▼▼▼

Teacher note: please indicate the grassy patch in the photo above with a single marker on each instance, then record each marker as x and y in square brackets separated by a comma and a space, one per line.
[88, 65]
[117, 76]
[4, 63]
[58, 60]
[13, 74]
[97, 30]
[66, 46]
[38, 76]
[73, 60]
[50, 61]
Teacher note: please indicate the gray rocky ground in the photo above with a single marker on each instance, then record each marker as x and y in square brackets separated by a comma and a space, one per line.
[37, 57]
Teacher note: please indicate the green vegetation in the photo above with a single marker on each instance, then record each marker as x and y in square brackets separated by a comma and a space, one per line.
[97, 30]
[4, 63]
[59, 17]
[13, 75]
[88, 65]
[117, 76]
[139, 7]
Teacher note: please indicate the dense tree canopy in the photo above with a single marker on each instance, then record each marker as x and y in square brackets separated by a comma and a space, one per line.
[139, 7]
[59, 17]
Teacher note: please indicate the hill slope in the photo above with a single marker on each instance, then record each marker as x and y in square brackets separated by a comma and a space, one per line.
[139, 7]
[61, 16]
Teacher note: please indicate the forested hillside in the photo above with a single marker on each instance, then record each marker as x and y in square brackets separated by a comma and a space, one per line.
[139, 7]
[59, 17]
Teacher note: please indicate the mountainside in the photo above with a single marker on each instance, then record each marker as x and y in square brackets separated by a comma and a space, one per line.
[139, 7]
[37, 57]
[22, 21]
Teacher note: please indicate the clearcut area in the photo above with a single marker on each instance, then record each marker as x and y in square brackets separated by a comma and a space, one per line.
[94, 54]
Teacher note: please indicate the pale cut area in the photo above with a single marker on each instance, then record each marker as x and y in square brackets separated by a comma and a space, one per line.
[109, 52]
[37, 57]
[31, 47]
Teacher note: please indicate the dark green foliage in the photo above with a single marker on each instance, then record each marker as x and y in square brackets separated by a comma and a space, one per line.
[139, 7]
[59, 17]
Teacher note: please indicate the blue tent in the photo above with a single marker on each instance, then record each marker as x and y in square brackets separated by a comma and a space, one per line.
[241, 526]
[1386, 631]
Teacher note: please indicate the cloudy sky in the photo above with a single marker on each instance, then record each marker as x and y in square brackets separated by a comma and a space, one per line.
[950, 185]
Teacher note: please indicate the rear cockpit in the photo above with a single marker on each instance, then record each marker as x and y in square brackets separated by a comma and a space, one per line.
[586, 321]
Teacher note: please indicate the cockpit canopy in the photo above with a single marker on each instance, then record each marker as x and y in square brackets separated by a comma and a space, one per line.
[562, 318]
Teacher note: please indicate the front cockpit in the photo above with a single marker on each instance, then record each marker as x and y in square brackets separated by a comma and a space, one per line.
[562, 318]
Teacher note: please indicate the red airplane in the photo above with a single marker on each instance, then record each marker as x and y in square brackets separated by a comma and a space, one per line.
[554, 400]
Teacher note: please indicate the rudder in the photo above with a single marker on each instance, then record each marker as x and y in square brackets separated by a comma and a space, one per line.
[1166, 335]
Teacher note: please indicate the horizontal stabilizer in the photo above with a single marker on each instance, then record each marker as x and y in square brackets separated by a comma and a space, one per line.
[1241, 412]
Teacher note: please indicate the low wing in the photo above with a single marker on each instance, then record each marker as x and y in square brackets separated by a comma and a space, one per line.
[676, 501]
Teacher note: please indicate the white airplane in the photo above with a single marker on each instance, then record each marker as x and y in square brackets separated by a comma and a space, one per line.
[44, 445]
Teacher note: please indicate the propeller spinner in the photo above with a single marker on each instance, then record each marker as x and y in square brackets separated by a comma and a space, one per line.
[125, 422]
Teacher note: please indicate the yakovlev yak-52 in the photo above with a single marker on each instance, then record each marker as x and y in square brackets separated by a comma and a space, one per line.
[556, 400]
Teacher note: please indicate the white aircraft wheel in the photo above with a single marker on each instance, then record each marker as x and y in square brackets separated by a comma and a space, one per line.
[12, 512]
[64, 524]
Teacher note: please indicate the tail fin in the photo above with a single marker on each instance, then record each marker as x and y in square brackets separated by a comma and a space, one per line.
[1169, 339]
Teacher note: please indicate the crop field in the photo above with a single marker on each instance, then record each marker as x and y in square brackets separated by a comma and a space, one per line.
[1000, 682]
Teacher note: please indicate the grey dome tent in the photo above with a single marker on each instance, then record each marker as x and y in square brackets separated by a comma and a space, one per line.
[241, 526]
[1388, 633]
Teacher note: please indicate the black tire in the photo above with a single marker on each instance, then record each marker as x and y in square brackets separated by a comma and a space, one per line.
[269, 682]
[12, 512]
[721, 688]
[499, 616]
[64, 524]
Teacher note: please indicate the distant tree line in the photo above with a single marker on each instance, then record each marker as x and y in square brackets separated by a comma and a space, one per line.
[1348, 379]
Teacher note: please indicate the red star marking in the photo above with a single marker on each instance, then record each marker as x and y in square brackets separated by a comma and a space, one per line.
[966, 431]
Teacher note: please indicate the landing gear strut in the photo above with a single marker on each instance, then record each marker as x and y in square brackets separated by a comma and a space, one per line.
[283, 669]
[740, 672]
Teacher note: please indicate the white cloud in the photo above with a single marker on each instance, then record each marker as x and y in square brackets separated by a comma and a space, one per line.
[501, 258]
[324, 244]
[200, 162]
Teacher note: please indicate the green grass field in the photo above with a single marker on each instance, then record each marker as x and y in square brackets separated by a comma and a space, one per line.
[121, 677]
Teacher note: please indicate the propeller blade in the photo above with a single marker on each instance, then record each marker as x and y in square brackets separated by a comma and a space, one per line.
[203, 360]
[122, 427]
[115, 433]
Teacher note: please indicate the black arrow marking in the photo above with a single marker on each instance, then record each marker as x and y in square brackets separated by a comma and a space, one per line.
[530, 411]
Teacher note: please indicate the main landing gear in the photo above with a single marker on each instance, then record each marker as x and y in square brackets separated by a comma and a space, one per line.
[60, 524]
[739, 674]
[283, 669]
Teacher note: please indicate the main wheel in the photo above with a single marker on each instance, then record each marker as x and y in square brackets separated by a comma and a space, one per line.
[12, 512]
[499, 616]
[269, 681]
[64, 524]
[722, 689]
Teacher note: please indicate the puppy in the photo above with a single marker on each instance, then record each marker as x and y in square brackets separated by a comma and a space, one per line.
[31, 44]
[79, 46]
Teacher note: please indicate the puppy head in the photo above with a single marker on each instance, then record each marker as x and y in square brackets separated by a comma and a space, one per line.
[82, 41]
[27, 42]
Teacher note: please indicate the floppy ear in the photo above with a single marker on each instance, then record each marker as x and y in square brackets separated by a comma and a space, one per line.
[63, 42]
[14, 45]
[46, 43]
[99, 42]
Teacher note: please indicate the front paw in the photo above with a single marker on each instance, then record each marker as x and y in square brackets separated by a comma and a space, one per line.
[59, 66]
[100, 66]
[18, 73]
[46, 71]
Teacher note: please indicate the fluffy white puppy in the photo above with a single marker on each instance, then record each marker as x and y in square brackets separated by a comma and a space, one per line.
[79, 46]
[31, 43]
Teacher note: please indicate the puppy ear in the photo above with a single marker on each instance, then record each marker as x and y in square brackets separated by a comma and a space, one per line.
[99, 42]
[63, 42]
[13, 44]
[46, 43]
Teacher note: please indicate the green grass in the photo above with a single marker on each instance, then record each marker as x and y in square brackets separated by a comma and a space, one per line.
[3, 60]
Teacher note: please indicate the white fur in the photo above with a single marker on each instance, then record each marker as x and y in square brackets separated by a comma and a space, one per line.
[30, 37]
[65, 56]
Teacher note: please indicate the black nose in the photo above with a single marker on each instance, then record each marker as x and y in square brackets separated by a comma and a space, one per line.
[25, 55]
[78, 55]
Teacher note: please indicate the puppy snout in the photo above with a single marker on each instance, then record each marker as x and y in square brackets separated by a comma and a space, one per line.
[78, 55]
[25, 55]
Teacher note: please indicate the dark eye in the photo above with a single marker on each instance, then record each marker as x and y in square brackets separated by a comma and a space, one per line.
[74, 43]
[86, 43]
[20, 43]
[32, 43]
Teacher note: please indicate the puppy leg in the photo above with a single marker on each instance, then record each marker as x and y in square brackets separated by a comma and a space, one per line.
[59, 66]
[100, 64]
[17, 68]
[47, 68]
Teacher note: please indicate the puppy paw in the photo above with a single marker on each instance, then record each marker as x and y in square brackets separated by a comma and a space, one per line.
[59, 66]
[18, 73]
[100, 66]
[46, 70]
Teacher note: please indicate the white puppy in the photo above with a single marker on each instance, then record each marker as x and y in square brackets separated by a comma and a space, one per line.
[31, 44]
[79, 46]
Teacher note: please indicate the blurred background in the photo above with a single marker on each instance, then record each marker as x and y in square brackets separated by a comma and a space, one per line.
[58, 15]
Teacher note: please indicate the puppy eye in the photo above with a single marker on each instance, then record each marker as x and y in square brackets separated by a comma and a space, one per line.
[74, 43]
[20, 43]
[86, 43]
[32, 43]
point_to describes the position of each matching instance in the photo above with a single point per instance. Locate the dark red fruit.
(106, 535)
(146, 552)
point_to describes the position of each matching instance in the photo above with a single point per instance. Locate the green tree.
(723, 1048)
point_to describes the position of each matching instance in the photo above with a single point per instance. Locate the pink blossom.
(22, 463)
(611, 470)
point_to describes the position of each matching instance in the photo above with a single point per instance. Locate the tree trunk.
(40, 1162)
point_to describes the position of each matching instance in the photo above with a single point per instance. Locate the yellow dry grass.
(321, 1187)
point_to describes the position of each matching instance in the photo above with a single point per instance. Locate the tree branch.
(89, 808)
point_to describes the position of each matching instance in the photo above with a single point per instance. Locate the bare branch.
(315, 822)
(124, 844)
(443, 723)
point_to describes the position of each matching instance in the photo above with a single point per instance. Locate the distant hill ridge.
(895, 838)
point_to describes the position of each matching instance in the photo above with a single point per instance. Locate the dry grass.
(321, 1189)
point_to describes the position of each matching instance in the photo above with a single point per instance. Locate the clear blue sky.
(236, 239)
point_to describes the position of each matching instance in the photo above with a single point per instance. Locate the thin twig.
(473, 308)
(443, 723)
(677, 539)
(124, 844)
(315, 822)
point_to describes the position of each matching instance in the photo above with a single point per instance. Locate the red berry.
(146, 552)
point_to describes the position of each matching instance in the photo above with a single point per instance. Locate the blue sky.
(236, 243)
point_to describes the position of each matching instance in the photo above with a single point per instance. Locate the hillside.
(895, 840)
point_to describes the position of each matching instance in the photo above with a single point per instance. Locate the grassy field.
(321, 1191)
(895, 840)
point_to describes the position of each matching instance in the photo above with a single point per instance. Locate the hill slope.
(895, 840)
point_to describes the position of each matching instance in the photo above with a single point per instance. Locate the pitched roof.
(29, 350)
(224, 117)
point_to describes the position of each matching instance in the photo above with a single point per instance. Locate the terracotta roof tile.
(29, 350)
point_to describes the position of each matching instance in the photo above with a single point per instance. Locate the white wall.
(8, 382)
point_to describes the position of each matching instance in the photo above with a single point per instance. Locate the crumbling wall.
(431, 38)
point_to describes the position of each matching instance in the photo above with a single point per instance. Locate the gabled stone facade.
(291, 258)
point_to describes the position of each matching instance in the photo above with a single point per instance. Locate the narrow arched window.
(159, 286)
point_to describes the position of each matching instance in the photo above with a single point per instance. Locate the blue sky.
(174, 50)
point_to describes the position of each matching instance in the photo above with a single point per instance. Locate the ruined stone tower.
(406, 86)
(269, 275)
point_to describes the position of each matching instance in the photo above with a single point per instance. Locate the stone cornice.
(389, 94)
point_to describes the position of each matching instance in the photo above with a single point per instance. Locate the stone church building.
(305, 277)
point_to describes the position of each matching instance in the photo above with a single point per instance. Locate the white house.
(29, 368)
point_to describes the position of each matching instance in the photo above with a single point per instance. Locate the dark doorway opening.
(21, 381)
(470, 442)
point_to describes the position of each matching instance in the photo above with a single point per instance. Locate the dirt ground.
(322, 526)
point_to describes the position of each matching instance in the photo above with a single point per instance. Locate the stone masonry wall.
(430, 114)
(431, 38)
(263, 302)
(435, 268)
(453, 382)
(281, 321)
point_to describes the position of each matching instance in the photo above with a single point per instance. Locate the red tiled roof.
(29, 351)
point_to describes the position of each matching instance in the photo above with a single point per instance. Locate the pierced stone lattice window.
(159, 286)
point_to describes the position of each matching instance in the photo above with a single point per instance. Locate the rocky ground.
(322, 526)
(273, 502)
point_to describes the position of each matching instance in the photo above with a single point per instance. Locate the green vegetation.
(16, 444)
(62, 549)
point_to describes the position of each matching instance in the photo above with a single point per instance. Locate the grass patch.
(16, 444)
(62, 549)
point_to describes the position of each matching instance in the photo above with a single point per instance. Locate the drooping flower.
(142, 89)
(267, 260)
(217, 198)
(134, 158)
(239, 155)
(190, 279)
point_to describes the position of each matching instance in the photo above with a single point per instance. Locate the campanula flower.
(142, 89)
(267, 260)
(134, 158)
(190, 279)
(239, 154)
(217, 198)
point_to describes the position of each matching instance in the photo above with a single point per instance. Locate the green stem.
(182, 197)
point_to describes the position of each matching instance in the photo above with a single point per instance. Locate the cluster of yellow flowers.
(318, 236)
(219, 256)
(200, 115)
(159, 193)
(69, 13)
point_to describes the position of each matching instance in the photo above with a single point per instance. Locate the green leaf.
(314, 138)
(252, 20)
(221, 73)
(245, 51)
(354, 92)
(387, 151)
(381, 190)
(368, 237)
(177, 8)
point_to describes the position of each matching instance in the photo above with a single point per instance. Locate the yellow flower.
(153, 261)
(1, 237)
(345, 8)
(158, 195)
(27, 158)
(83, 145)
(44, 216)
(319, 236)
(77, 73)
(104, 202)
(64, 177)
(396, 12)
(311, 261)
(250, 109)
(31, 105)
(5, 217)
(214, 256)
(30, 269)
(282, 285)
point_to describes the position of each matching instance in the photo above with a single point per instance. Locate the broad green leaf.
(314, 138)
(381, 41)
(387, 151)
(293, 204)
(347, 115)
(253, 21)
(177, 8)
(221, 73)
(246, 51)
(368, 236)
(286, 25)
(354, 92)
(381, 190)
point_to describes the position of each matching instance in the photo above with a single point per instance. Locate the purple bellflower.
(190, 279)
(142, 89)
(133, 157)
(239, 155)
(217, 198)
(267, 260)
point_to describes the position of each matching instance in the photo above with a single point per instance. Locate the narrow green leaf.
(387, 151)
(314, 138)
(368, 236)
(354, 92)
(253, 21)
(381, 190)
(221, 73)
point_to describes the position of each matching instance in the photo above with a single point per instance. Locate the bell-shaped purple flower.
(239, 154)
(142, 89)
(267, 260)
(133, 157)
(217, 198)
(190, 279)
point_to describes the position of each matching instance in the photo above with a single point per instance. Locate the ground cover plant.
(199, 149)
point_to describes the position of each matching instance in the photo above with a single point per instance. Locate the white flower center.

▲▲▲

■ Problem description
Give back exactly the lines running from the line containing "the green leaf." through the end of the material above, both included, and nothing beyond them.

■ Reply to the exercise
point_to describes the position of each matching instance in the photo above with a single point per instance. Locate the green leaf.
(314, 138)
(252, 20)
(221, 73)
(245, 51)
(354, 92)
(387, 151)
(381, 190)
(368, 237)
(177, 8)
point_to describes the position of each matching instance in the photo above with a single point per instance. Locate the yellow flower.
(153, 261)
(1, 237)
(345, 8)
(158, 195)
(27, 158)
(83, 145)
(44, 216)
(319, 236)
(77, 73)
(104, 202)
(64, 177)
(396, 12)
(311, 261)
(250, 109)
(31, 105)
(5, 217)
(214, 256)
(30, 269)
(282, 285)
point_to describes the position of each matching instance in the photo above with a single point per instance. Locate the broad green leaf.
(314, 138)
(381, 41)
(387, 151)
(293, 204)
(347, 115)
(253, 21)
(177, 8)
(221, 73)
(246, 51)
(368, 236)
(286, 25)
(354, 92)
(381, 190)
point_to describes the position of each matching instance in the photo above with a single point per instance. Locate the purple bellflower.
(190, 279)
(142, 89)
(133, 157)
(239, 155)
(217, 198)
(267, 260)
point_to describes the position of each matching instance in the photo above with a single point per instance. Locate the narrow green leaf.
(387, 151)
(314, 138)
(368, 236)
(354, 92)
(253, 21)
(381, 190)
(221, 73)
point_to describes the position of each matching instance in the photo above with a single point per instance. Locate the bell-shaped purple flower.
(239, 154)
(142, 89)
(267, 260)
(133, 157)
(217, 198)
(190, 279)
point_to describes the position of each matching instance in the photo above with a single point per instance. Locate the ground cover plant.
(199, 149)
point_to describes the position of each matching instance in the photo above with a single point per instance. Locate the white flower center.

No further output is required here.